→ **PAGE**

....

Masturbation. Paedophilia. Sheep-fucker. Guffawing yet? If so, then you’ve got a smashing night of cabaret ahead of you. Welcome to the Tiger Lillies, a three-man stage band that, despite a novel blend of acid folk music, Rive-Gauche kitsch, and porn-shop panto, fails utterly to move beyond banality.

The Tiger Lillies have a lengthy history in avant-garde performance: since 1989, front man Martin Jacques, bassist Adrian Stout and percussionist Adrian Huge have been following in the footsteps of Kurt Weill (as their promotional website proclaims), merging vaudeville slapstick with edgily sordid torch songs. It has proved a winning combination for them, garnering them an Olivier Award in 2002 and a Grammy nomination in 2003 for their tribute album to the art of Edward Gorey, The Gorey End. And yet the Lillies’ newest CD and stage-show give no hint of such promise.

....

→ **EXTRACTED ENTRIES**

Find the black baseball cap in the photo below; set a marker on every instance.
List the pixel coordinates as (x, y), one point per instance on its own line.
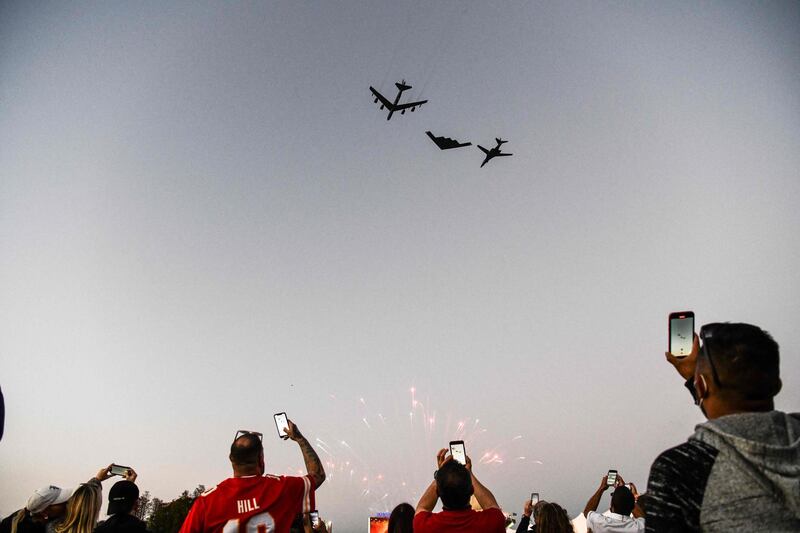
(122, 497)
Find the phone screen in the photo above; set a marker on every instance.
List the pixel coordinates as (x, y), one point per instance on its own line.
(119, 470)
(282, 423)
(458, 451)
(681, 333)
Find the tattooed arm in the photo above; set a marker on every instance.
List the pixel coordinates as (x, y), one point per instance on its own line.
(313, 464)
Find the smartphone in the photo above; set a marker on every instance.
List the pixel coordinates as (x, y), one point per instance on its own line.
(458, 451)
(681, 333)
(282, 423)
(119, 470)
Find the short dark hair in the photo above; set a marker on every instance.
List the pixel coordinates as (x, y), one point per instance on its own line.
(246, 450)
(454, 485)
(746, 359)
(402, 519)
(552, 518)
(622, 501)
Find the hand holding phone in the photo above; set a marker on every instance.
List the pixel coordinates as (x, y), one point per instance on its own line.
(458, 451)
(118, 470)
(681, 333)
(282, 423)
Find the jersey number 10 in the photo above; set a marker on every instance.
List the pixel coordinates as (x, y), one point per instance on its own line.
(260, 523)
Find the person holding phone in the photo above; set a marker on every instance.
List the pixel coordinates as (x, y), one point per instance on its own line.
(738, 471)
(623, 503)
(251, 500)
(455, 483)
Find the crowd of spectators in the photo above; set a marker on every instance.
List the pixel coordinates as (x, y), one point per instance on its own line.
(739, 471)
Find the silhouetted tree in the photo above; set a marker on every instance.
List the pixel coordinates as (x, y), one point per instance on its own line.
(144, 506)
(169, 517)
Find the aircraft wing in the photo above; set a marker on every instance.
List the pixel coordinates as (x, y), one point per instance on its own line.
(409, 104)
(390, 106)
(446, 143)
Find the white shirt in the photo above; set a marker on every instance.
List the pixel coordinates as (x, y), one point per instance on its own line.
(613, 522)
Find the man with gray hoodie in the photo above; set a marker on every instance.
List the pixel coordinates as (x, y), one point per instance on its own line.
(740, 471)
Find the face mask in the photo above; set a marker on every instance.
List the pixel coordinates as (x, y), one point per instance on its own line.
(700, 399)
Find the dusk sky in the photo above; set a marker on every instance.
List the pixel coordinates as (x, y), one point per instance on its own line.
(205, 220)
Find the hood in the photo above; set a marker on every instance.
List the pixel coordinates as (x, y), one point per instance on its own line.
(765, 445)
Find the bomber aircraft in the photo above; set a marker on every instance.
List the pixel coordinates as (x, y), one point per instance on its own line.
(494, 152)
(395, 106)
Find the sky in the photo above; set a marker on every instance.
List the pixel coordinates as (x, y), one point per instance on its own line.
(205, 220)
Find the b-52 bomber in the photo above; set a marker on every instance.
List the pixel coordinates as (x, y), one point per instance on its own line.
(395, 106)
(494, 152)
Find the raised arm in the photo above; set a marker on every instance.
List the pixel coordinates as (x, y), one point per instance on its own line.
(429, 498)
(594, 501)
(484, 496)
(313, 464)
(685, 366)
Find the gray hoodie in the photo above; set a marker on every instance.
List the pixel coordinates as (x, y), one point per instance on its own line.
(754, 483)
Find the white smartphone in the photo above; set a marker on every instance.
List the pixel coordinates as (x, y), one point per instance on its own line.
(458, 451)
(681, 333)
(282, 423)
(118, 470)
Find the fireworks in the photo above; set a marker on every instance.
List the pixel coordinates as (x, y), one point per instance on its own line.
(389, 462)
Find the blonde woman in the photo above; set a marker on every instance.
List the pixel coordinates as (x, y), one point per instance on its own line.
(83, 508)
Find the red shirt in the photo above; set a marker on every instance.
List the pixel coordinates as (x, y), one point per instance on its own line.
(252, 504)
(466, 521)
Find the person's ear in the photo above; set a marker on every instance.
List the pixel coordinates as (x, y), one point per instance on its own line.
(700, 386)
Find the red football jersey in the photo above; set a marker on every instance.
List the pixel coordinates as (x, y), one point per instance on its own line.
(251, 504)
(465, 521)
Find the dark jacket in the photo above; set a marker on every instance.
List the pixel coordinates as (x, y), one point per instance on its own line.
(25, 526)
(121, 523)
(738, 472)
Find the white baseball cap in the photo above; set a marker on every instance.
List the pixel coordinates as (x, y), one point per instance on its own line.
(47, 496)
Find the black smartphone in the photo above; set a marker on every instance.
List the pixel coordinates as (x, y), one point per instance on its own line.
(681, 333)
(119, 470)
(458, 451)
(282, 423)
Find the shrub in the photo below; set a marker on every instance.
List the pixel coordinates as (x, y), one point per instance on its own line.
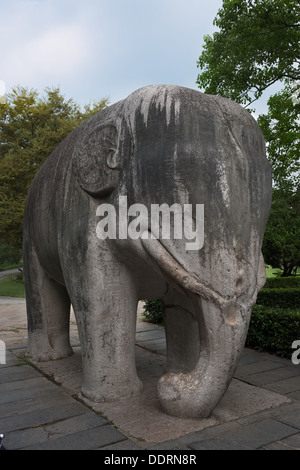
(273, 330)
(282, 298)
(153, 311)
(282, 282)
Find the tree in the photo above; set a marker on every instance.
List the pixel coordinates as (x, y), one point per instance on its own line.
(281, 245)
(30, 128)
(280, 126)
(257, 45)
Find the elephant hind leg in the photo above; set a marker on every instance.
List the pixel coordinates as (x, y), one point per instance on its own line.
(48, 312)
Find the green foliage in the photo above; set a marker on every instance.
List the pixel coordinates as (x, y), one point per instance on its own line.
(282, 298)
(273, 329)
(281, 129)
(257, 44)
(281, 244)
(8, 256)
(283, 282)
(153, 311)
(12, 287)
(30, 128)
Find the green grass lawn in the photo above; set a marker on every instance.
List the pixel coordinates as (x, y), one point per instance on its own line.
(10, 288)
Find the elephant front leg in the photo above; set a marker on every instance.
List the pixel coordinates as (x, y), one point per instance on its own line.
(222, 337)
(106, 318)
(182, 332)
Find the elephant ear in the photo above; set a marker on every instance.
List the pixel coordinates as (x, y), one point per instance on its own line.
(97, 162)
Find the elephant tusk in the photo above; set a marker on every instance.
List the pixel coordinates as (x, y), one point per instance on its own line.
(172, 268)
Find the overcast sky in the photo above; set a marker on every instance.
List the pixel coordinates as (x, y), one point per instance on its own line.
(102, 48)
(95, 49)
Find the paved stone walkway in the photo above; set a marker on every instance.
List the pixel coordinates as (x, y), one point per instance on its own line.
(39, 412)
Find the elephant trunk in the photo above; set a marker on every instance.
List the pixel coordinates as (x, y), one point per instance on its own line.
(223, 326)
(222, 337)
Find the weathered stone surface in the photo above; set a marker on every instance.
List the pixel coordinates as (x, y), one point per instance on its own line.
(162, 145)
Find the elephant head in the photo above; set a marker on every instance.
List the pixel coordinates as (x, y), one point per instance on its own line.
(172, 145)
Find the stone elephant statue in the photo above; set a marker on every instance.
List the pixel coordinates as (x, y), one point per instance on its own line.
(162, 146)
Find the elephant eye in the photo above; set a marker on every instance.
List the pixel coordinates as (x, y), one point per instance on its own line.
(112, 159)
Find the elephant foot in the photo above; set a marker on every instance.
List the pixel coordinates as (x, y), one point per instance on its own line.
(48, 354)
(195, 394)
(40, 349)
(113, 392)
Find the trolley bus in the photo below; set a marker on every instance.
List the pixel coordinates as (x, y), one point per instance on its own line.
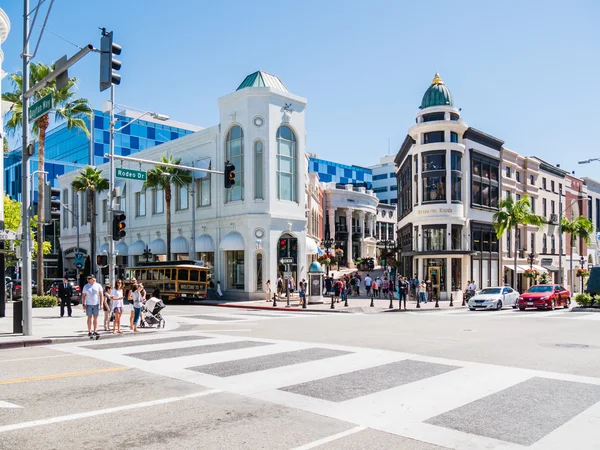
(176, 280)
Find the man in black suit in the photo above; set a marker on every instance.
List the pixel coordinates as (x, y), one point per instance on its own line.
(65, 292)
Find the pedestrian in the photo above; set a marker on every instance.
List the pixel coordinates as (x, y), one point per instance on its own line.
(91, 299)
(403, 291)
(117, 306)
(107, 306)
(368, 281)
(65, 293)
(422, 290)
(138, 297)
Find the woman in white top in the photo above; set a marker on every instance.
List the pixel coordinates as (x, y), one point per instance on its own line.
(117, 306)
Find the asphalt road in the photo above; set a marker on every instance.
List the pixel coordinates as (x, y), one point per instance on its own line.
(239, 379)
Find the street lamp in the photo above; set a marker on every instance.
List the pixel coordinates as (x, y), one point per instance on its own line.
(582, 261)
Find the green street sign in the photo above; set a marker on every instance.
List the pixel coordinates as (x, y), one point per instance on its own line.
(39, 108)
(129, 174)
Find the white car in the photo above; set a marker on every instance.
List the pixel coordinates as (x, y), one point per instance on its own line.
(494, 298)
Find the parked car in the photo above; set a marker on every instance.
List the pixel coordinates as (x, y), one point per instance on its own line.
(545, 296)
(494, 298)
(75, 298)
(18, 290)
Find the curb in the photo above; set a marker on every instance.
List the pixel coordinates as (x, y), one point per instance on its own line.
(23, 343)
(276, 308)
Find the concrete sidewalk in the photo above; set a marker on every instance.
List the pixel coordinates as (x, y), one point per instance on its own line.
(50, 328)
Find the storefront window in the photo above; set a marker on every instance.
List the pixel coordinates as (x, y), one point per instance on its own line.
(434, 238)
(235, 269)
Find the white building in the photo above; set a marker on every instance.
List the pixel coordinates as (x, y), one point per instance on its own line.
(242, 232)
(384, 180)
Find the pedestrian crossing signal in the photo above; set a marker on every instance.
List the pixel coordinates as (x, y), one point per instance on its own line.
(119, 225)
(229, 175)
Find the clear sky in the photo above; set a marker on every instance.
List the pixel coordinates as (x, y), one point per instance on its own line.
(523, 71)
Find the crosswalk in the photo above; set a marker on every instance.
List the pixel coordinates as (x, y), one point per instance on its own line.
(450, 403)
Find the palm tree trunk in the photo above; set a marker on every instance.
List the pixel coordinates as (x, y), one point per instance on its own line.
(515, 286)
(168, 205)
(92, 234)
(43, 123)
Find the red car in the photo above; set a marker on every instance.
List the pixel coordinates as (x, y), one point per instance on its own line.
(545, 296)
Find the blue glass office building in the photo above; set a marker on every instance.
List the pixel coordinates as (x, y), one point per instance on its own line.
(340, 173)
(67, 150)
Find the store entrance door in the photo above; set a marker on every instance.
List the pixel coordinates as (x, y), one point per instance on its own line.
(433, 273)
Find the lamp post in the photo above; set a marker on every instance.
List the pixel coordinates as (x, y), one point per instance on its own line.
(582, 261)
(328, 243)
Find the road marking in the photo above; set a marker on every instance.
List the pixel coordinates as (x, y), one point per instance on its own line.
(35, 357)
(63, 375)
(331, 438)
(8, 405)
(83, 415)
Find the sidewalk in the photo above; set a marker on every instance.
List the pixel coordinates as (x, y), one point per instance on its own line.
(50, 328)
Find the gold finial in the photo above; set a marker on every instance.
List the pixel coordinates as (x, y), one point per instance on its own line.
(437, 79)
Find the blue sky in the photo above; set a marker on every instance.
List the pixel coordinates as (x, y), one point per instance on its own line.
(521, 71)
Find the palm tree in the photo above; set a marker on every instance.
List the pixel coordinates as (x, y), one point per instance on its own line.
(511, 215)
(580, 228)
(90, 180)
(66, 107)
(161, 177)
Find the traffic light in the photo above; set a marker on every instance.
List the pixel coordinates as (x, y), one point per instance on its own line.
(108, 62)
(102, 260)
(119, 225)
(229, 175)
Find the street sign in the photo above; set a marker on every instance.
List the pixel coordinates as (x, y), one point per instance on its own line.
(39, 108)
(139, 175)
(7, 235)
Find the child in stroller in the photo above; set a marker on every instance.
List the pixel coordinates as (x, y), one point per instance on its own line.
(151, 311)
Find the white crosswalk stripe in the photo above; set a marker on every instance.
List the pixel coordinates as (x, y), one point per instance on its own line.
(403, 405)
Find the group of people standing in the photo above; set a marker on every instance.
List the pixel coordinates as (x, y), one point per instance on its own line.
(113, 300)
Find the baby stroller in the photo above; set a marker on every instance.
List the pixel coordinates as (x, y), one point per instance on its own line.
(151, 313)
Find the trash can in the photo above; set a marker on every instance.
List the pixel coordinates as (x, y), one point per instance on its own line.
(18, 316)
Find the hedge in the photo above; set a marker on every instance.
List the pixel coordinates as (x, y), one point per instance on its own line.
(44, 301)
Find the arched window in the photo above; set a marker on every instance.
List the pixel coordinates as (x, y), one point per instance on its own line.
(286, 164)
(258, 169)
(234, 153)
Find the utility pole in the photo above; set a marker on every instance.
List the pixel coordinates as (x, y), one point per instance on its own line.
(26, 241)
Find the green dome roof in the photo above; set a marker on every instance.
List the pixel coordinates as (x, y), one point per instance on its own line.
(437, 94)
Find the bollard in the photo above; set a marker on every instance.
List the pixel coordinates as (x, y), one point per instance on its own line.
(18, 317)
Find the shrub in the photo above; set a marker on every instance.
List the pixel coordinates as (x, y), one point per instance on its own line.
(583, 300)
(44, 301)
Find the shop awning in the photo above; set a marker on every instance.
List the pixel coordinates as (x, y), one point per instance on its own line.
(231, 242)
(311, 247)
(137, 248)
(180, 245)
(522, 267)
(158, 247)
(122, 249)
(204, 244)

....

→ **OBJECTIVES**
**a.** Can you reproduce the stretch of the Tiger Lillies review from "Masturbation. Paedophilia. Sheep-fucker." through "of such promise."?
**b.** Can you carry on the Tiger Lillies review from its last sentence?

→ **EXPECTED RESULTS**
**a.**
Masturbation. Paedophilia. Sheep-fucker. Guffawing yet? If so, then you’ve got a smashing night of cabaret ahead of you. Welcome to the Tiger Lillies, a three-man stage band that, despite a novel blend of acid folk music, Rive-Gauche kitsch, and porn-shop panto, fails utterly to move beyond banality.

The Tiger Lillies have a lengthy history in avant-garde performance: since 1989, front man Martin Jacques, bassist Adrian Stout and percussionist Adrian Huge have been following in the footsteps of Kurt Weill (as their promotional website proclaims), merging vaudeville slapstick with edgily sordid torch songs. It has proved a winning combination for them, garnering them an Olivier Award in 2002 and a Grammy nomination in 2003 for their tribute album to the art of Edward Gorey, The Gorey End. And yet the Lillies’ newest CD and stage-show give no hint of such promise.

**b.**
Entitled Death and the Bible, it features songs about, well, death and the Bible—or, to be more specific, about matricide, suicide, incest, incontinence, and Mary Magdalene’s shagging of Jesus. Drawing on everything from jazz to opera, with snippets of gypsy song and the odd blues riff tossed in, the Tiger Lillies’ musical style is difficult to pigeonhole. Not so their content and stage presence, which are ploddingly grotesque. Setting blasphemous or scatological themes to operatic aria could be mildly diverting, were the musical compositions more finessed and the taboos more risqué. As it stands, Jacques’ faked castrato is too laboured and shrill to enable continued attention to the lyrics, which themselves are written in rhymes that Seuss would find simplistic. Imagine two hours of a scratchy falsetto warbling such naughty witticisms as, ‘I’m incontinent, I soil the sheets/ my heartbeat is growing weak/ I even find it hard to speak as my urine from me leaks’, or ‘Mummy, my mummy, my mummy/ She’s in a mental home’. Riotous, no?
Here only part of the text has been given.